Excerpts of labeled region data:

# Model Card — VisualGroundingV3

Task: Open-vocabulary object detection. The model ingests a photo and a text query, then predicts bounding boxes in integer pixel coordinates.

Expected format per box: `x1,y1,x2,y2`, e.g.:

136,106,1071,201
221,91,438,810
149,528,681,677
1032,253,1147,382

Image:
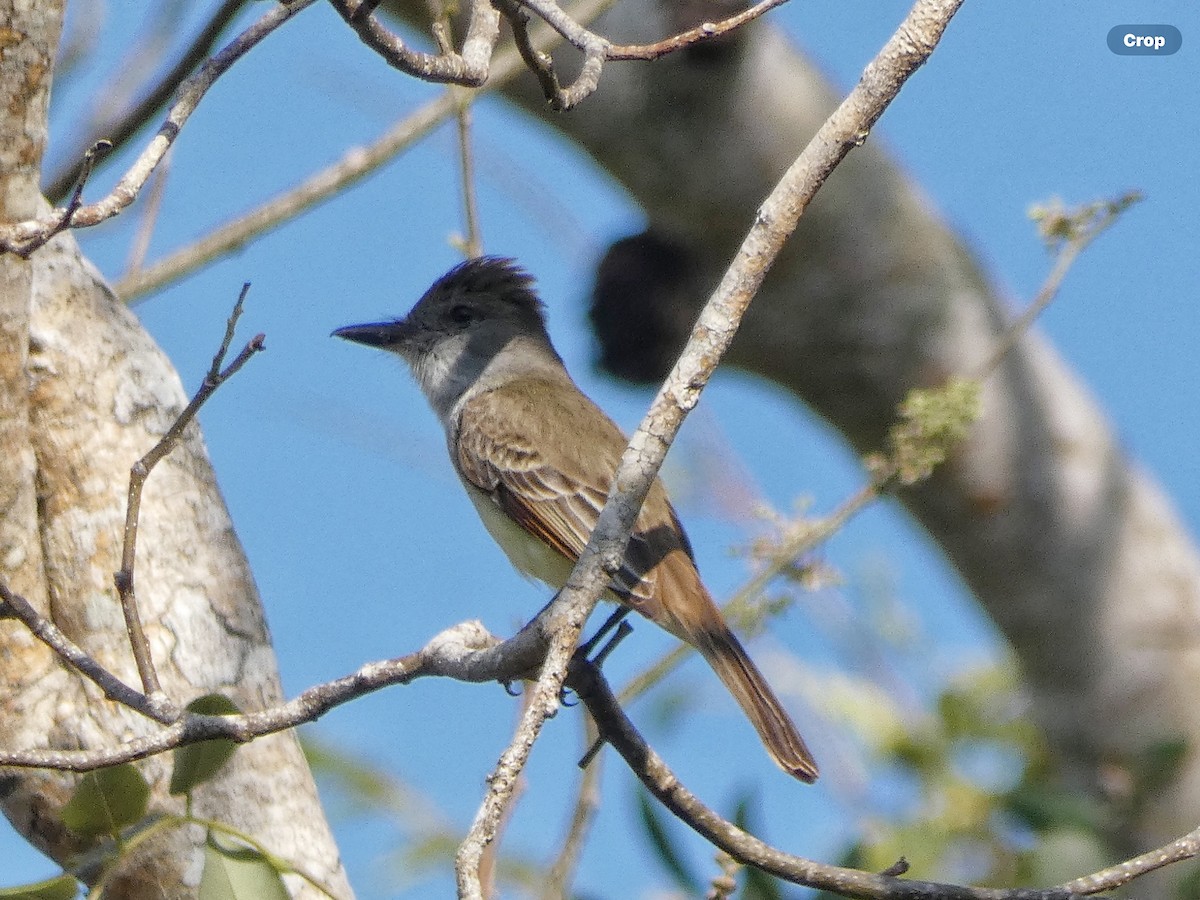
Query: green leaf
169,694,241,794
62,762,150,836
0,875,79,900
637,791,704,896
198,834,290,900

==

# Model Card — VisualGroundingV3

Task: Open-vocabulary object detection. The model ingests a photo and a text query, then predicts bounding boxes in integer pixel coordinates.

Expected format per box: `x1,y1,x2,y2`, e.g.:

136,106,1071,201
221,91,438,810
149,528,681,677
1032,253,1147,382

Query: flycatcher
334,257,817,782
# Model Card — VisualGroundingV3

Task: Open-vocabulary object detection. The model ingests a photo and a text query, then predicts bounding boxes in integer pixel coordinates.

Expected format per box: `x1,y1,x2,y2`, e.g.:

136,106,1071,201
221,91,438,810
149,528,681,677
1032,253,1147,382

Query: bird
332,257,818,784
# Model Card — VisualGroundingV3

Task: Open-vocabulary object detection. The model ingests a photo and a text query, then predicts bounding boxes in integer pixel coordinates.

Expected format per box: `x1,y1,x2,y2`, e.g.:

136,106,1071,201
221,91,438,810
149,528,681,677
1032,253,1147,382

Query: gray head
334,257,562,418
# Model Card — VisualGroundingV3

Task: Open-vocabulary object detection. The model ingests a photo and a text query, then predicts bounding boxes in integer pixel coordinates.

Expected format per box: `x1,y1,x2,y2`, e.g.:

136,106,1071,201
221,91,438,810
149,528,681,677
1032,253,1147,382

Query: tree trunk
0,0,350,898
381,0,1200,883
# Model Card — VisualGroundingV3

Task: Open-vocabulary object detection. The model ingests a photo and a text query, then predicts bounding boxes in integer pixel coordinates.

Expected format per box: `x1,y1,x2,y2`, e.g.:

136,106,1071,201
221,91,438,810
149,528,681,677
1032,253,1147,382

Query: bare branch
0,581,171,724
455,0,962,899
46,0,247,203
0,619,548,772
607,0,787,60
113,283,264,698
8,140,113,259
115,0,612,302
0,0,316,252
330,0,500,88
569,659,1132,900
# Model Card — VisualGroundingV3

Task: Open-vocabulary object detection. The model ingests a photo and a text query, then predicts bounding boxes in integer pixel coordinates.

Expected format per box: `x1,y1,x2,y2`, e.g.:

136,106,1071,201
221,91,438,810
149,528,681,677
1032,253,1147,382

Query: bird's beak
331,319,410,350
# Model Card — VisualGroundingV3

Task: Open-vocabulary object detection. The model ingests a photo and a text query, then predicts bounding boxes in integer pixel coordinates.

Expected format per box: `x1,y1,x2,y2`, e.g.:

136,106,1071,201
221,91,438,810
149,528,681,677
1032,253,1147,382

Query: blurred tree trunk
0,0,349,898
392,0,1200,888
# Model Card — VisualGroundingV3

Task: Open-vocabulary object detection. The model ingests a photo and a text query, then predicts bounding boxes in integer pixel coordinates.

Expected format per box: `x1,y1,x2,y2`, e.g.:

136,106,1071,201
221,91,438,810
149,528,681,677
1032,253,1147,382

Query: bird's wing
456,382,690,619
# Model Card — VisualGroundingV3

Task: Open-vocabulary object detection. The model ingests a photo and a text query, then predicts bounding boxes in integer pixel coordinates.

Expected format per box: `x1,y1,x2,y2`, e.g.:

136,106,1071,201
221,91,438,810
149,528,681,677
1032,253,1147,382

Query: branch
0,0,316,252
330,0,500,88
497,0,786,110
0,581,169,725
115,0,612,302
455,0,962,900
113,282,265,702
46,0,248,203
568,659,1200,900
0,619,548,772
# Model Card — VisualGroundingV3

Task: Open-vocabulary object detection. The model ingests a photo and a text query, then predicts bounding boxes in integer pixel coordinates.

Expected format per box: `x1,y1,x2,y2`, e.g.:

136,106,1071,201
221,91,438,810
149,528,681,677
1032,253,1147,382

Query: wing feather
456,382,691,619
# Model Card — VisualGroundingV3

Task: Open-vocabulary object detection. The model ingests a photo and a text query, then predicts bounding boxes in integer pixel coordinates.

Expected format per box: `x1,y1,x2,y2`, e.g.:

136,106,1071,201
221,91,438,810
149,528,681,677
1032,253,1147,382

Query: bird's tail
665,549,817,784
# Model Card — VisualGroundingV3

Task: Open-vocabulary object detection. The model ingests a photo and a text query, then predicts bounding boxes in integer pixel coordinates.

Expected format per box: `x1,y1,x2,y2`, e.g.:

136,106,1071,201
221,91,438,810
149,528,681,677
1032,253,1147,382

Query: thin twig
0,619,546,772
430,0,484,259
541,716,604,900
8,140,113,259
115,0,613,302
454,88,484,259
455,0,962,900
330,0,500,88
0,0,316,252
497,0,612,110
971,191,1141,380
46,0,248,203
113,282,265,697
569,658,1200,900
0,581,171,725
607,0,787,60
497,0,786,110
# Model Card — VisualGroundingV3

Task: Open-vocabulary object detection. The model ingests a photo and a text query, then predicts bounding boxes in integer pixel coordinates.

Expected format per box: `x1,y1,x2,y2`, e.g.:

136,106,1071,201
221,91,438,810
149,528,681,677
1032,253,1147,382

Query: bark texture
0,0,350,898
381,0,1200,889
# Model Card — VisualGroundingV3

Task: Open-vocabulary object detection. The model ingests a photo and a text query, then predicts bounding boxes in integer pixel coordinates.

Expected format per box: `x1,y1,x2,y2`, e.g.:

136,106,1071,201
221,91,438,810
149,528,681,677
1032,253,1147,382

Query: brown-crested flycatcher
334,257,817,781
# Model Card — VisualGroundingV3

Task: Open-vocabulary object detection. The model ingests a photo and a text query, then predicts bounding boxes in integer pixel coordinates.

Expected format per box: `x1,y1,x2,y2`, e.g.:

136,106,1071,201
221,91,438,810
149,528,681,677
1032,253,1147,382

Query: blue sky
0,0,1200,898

* * *

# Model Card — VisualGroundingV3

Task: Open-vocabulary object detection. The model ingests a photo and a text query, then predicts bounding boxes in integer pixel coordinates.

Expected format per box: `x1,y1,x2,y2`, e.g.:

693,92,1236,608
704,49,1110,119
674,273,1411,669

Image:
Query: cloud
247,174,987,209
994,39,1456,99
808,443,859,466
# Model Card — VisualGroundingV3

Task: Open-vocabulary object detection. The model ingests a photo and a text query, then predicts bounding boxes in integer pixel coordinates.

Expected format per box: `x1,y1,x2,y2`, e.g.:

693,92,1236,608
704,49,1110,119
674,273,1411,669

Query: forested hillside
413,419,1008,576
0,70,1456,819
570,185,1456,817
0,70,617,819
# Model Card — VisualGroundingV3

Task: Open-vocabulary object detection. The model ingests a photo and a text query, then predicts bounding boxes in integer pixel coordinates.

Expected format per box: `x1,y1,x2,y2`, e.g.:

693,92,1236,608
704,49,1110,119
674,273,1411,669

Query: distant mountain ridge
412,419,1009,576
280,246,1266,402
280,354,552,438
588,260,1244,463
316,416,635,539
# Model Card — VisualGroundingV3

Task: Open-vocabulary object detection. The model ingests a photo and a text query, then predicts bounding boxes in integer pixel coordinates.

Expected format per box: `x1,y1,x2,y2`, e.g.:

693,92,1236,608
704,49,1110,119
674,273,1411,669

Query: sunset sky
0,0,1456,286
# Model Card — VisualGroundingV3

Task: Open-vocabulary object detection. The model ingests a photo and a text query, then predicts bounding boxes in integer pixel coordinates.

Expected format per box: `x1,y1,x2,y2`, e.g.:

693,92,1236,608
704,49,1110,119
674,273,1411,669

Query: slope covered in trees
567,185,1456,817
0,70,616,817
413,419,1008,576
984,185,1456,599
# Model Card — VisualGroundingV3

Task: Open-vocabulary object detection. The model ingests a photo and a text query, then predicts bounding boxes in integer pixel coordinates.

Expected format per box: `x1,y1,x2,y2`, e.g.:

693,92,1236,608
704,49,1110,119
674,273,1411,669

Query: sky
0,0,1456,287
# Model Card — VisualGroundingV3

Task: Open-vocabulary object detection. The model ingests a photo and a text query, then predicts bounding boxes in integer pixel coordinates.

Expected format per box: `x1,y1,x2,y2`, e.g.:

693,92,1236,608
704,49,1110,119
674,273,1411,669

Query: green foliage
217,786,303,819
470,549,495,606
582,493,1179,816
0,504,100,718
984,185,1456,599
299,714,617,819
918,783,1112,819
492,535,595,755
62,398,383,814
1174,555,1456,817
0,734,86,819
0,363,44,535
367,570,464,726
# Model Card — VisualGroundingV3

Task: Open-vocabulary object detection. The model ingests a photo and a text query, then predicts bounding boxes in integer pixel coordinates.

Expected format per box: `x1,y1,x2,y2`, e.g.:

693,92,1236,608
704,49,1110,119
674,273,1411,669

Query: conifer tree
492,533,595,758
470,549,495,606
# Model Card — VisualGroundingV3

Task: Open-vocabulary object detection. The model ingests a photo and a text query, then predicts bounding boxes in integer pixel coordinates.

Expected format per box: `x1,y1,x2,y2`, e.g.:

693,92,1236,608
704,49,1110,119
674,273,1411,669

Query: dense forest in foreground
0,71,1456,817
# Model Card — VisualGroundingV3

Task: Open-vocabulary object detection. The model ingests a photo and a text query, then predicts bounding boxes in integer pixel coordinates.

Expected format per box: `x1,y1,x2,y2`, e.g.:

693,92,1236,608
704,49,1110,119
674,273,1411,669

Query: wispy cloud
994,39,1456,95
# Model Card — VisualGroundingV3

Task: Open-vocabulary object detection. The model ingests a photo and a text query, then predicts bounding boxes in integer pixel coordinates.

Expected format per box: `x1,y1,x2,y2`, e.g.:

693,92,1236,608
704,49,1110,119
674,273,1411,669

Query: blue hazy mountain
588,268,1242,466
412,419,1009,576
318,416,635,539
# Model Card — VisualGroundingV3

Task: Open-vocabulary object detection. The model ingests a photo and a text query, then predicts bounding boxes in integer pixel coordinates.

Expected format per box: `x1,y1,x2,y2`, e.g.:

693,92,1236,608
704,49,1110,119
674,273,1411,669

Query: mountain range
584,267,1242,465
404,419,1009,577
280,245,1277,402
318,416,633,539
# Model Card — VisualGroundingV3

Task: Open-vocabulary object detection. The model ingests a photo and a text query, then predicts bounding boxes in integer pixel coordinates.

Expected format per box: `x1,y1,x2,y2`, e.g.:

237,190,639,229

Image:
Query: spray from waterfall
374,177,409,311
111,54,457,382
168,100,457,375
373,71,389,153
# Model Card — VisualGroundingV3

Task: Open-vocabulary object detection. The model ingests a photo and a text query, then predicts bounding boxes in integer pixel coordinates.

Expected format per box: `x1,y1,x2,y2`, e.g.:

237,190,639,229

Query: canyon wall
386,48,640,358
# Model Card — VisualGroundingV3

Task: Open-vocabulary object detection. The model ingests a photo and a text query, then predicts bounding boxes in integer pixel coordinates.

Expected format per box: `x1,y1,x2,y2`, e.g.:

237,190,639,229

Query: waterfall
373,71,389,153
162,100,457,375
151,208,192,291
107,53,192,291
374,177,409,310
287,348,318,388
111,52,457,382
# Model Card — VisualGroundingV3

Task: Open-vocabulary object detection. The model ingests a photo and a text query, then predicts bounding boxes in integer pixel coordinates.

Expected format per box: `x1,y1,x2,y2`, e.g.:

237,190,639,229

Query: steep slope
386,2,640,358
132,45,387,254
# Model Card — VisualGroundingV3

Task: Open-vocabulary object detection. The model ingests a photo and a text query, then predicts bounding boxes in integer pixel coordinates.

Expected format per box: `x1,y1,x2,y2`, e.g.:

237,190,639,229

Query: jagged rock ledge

**TASK PROMPT:** Pull out every line above that contains the word "mountain".

**ANSWER FOR THE TASK:**
Query: distant mountain ridge
Query: blue hazy mountain
Query: mountain range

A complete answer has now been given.